» **WORK ORDER**
Restate all of the data below word for word.

» **EXERCISE INPUT**
__________________________________________________

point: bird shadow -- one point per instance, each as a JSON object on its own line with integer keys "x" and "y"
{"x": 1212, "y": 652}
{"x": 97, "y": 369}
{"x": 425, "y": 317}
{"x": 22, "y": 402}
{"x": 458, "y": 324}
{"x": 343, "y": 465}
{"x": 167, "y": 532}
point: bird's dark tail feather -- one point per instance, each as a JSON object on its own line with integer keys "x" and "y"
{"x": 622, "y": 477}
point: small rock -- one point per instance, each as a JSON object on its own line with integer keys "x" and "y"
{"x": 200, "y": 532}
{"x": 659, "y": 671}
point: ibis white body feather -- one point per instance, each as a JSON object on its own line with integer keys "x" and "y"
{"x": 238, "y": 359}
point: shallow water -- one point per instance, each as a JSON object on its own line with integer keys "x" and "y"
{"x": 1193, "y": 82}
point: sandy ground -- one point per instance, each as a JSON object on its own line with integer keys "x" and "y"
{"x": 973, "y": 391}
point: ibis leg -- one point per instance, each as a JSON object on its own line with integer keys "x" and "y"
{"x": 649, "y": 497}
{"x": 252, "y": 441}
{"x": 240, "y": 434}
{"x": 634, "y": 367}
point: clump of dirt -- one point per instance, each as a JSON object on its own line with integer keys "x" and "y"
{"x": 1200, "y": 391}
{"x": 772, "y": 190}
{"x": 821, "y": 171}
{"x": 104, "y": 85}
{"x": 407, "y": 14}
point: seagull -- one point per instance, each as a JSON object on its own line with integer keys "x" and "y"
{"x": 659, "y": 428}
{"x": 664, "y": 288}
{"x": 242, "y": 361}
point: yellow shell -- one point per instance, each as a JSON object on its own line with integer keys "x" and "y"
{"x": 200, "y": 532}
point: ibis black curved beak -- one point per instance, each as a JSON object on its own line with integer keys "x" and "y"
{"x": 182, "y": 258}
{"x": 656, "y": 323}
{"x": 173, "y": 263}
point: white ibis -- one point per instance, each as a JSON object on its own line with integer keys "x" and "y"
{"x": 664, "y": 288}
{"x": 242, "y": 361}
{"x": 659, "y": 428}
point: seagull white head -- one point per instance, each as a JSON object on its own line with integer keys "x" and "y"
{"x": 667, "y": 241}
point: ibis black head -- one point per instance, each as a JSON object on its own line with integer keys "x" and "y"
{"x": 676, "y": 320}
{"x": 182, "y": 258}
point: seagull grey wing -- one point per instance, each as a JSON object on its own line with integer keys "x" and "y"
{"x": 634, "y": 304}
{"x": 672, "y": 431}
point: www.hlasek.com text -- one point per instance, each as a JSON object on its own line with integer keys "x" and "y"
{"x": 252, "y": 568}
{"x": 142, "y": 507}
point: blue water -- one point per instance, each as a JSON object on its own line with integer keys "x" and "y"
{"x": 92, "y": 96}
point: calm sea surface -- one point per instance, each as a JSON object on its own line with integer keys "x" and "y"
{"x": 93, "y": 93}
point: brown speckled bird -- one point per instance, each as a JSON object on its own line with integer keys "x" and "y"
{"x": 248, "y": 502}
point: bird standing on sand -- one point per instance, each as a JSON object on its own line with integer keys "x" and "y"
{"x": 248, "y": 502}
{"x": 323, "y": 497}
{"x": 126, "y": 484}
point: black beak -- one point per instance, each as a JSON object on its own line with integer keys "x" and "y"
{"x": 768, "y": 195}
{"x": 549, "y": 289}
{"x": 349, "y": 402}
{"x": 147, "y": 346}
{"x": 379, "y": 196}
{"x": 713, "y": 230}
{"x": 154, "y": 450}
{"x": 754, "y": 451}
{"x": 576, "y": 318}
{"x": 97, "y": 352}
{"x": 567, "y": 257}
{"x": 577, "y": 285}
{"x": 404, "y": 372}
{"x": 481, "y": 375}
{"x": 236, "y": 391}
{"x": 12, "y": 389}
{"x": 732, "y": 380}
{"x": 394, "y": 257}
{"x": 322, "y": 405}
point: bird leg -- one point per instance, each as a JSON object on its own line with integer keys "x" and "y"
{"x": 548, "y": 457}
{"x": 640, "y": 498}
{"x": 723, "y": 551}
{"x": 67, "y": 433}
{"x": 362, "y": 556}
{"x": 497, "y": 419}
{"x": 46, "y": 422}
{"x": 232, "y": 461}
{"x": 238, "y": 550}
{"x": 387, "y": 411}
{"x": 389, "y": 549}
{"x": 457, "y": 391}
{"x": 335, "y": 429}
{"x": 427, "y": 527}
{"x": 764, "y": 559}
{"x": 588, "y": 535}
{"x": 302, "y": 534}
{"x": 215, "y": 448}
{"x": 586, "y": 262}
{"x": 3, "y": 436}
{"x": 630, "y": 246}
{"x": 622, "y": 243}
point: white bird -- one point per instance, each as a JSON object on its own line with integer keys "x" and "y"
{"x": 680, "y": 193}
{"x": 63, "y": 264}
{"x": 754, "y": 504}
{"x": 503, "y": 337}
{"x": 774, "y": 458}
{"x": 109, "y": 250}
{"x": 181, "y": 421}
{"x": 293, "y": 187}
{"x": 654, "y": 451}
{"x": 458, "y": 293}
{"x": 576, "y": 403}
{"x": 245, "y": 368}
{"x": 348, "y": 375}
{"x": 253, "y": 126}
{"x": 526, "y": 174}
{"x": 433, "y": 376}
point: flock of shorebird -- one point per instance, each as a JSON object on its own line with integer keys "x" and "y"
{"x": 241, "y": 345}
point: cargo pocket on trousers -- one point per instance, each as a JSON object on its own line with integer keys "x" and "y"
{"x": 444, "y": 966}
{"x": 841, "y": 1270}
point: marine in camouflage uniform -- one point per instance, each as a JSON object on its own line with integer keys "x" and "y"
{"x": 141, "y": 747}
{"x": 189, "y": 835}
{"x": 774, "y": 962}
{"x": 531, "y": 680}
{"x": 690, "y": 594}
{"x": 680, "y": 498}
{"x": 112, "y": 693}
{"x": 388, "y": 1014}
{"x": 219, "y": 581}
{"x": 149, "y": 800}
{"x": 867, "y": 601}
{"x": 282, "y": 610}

__________________________________________________

» **RESPONSE**
point: bird shadow -- one point per instance, each as a JSON object on its own line with integer keys "x" and "y"
{"x": 1212, "y": 652}
{"x": 97, "y": 369}
{"x": 425, "y": 317}
{"x": 22, "y": 402}
{"x": 458, "y": 324}
{"x": 343, "y": 465}
{"x": 167, "y": 532}
point: bird's dark tail feather -- one point per instance, each as a JSON object on its own line with integer keys "x" and "y"
{"x": 622, "y": 477}
point: small rock -- one point per instance, each as a JSON object on its own line with integer keys "x" and "y"
{"x": 200, "y": 532}
{"x": 659, "y": 671}
point: ibis white body feather -- one point per instance, each as a JSON object on its own line with integer keys "x" and "y"
{"x": 238, "y": 359}
point: shallow water -- one point per instance, each as a JSON object on its own line with integer keys "x" and "y"
{"x": 1193, "y": 82}
point: sandy ground -- one point per instance, each as a JSON object on its own line with integer keys "x" and "y"
{"x": 973, "y": 391}
point: ibis leg -- one point per instance, each as a JSON object on its own line with integer keys "x" and "y"
{"x": 649, "y": 497}
{"x": 252, "y": 441}
{"x": 240, "y": 434}
{"x": 634, "y": 367}
point: clump of dirt -- one point per instance, each as a JSON object on its own line with integer keys "x" and "y"
{"x": 1200, "y": 391}
{"x": 772, "y": 190}
{"x": 821, "y": 171}
{"x": 104, "y": 85}
{"x": 407, "y": 14}
point: seagull -- one point per instance, each as a JSON object on its own line with integer keys "x" and "y"
{"x": 659, "y": 428}
{"x": 664, "y": 288}
{"x": 242, "y": 361}
point: yellow shell -- one point per instance, each as a JSON object on its own line with integer keys "x" and "y"
{"x": 200, "y": 532}
point: ibis black curved beak -- one point per instance, each as a JSON object on its own line with integer keys "x" and "y"
{"x": 182, "y": 258}
{"x": 656, "y": 323}
{"x": 173, "y": 263}
point: white ibis -- one point per instance, each as a JSON object on its own line with integer keys "x" and "y"
{"x": 664, "y": 288}
{"x": 242, "y": 361}
{"x": 659, "y": 428}
point: seagull white head -- one point per instance, each as a JSON object on its own line with integer keys "x" and "y"
{"x": 667, "y": 241}
point: ibis black head -- one point per instance, each as a JSON object on its own line with integer keys "x" and "y"
{"x": 676, "y": 320}
{"x": 182, "y": 258}
point: seagull grey wing -- one point per instance, each as a JSON object on its own line with integer keys "x" and "y"
{"x": 634, "y": 304}
{"x": 672, "y": 431}
point: www.hlasek.com text -- one point per instance, each as a JSON object on its own line with integer keys "x" and "y"
{"x": 252, "y": 568}
{"x": 142, "y": 507}
point: blue water -- one point per instance, each as a JSON object on its own line with integer keys "x" and "y"
{"x": 92, "y": 96}
point: calm sea surface -- one point per instance, each as a JSON object on its own line with integer keys "x" and "y"
{"x": 93, "y": 93}
point: brown speckled bird -- one point per instance, each as a JSON object on its own line with integer keys "x" and "y"
{"x": 248, "y": 502}
point: bird standing on sand -- one point per instance, each as a JSON object on its own line with integer keys "x" and "y"
{"x": 248, "y": 502}
{"x": 323, "y": 497}
{"x": 126, "y": 484}
point: black beak -- one point per instance, each as a JSON object on its own line with integer keys "x" and "y"
{"x": 768, "y": 195}
{"x": 549, "y": 289}
{"x": 349, "y": 402}
{"x": 147, "y": 346}
{"x": 379, "y": 196}
{"x": 713, "y": 230}
{"x": 154, "y": 450}
{"x": 754, "y": 451}
{"x": 576, "y": 318}
{"x": 97, "y": 352}
{"x": 567, "y": 257}
{"x": 577, "y": 285}
{"x": 404, "y": 372}
{"x": 481, "y": 375}
{"x": 236, "y": 391}
{"x": 12, "y": 389}
{"x": 732, "y": 380}
{"x": 394, "y": 257}
{"x": 322, "y": 405}
point: bird leg -- one point per instance, each as a JSON object on its own line with integer keys "x" and "y"
{"x": 548, "y": 457}
{"x": 640, "y": 498}
{"x": 723, "y": 551}
{"x": 67, "y": 433}
{"x": 362, "y": 556}
{"x": 497, "y": 419}
{"x": 46, "y": 422}
{"x": 232, "y": 461}
{"x": 238, "y": 550}
{"x": 387, "y": 411}
{"x": 389, "y": 549}
{"x": 457, "y": 391}
{"x": 335, "y": 429}
{"x": 427, "y": 527}
{"x": 764, "y": 559}
{"x": 588, "y": 535}
{"x": 302, "y": 534}
{"x": 215, "y": 448}
{"x": 586, "y": 262}
{"x": 3, "y": 436}
{"x": 630, "y": 246}
{"x": 622, "y": 243}
point: white bird -- one point per instance, each as a JSON object on its own line with integer keys "x" and "y"
{"x": 680, "y": 193}
{"x": 63, "y": 264}
{"x": 754, "y": 504}
{"x": 503, "y": 337}
{"x": 774, "y": 458}
{"x": 109, "y": 250}
{"x": 181, "y": 421}
{"x": 293, "y": 187}
{"x": 654, "y": 451}
{"x": 458, "y": 293}
{"x": 576, "y": 403}
{"x": 245, "y": 368}
{"x": 348, "y": 375}
{"x": 253, "y": 126}
{"x": 526, "y": 174}
{"x": 433, "y": 376}
point: flock of shorebird -- one point per instance, each as a JSON object on its own line with integer keys "x" and "y"
{"x": 241, "y": 345}
point: cargo pocket on trousers -- one point per instance, each as a JSON object on its own line with integer keys "x" and "y"
{"x": 444, "y": 966}
{"x": 841, "y": 1270}
point: marine in camouflage uniform -- one point per instance, each as a JSON object on its own line with integer keys "x" and "y"
{"x": 141, "y": 747}
{"x": 189, "y": 835}
{"x": 774, "y": 962}
{"x": 531, "y": 680}
{"x": 690, "y": 594}
{"x": 680, "y": 498}
{"x": 112, "y": 693}
{"x": 388, "y": 1014}
{"x": 219, "y": 581}
{"x": 149, "y": 800}
{"x": 867, "y": 601}
{"x": 282, "y": 610}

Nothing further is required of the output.